> **Provided data**:
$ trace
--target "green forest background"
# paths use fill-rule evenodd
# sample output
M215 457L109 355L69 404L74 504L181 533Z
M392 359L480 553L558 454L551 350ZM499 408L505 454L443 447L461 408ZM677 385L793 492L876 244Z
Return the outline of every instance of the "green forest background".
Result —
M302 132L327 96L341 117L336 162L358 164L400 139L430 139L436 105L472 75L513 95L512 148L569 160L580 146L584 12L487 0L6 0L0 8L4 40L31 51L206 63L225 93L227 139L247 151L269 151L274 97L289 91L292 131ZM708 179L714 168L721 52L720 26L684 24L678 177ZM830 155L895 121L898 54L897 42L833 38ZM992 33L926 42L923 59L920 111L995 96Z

> **Exercise task**: Please copy every row above without changing a single character.

> **Result below**:
$ trace
--target "green forest background"
# paths use fill-rule evenodd
# sample output
M215 457L109 355L69 404L74 504L181 533Z
M392 359L480 553L558 454L551 350ZM499 408L505 454L443 447L461 408ZM677 385L793 492L876 244Z
Return the outline of every instance of the "green forest background".
Result —
M302 132L327 96L341 117L336 162L358 164L400 139L430 139L436 105L472 75L513 95L512 148L569 160L580 146L584 12L487 0L6 0L0 8L4 40L31 51L206 63L225 93L227 139L247 151L269 151L274 97L289 91L292 131ZM708 179L714 168L721 52L720 26L684 24L678 177ZM830 155L895 121L898 54L897 42L833 38ZM992 33L926 42L923 59L920 111L995 96Z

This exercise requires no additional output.